EXERCISE PROMPT: Beginning with the line where "of the street" appears, retype every remaining line of the data below, both the first and last included.

SUPPLIED INFORMATION:
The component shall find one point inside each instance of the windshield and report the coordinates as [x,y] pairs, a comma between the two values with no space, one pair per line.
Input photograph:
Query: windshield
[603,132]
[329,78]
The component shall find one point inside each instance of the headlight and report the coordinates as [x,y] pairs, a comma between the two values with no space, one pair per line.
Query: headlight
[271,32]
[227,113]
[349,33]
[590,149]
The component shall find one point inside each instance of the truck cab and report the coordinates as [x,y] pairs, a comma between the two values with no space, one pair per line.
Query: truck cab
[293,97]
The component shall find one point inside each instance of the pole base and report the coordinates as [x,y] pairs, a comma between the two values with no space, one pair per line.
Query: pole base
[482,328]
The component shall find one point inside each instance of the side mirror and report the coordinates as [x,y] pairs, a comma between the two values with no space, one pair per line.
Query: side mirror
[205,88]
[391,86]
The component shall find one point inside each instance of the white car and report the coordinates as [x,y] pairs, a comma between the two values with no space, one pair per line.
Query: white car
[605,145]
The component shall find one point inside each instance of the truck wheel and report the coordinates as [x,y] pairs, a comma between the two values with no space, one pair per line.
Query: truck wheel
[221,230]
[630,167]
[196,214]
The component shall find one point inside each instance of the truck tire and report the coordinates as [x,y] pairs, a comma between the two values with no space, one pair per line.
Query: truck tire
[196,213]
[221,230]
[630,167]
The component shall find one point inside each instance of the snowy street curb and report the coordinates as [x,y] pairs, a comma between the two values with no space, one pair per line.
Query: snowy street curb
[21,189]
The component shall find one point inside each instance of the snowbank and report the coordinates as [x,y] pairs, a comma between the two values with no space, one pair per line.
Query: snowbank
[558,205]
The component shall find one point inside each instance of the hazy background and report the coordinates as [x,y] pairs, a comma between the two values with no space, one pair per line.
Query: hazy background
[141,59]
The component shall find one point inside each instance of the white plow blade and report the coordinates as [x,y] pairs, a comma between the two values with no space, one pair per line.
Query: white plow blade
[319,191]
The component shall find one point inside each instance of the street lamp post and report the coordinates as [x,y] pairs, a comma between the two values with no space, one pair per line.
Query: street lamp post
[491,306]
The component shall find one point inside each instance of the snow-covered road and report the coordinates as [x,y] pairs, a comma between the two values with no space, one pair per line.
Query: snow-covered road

EXERCISE SOLUTION:
The component shall find one point inside each instance of the street lamp post and report the coordinates as [x,y] pairs, a comma between the two values with no space, one pair per line.
Query: street lamp post
[491,306]
The component shall find one point inside each instance of the snow-covered road and report the coordinates as [x,y] pairs, a comma between the two values with no space, one pair per line.
Query: snow-covered road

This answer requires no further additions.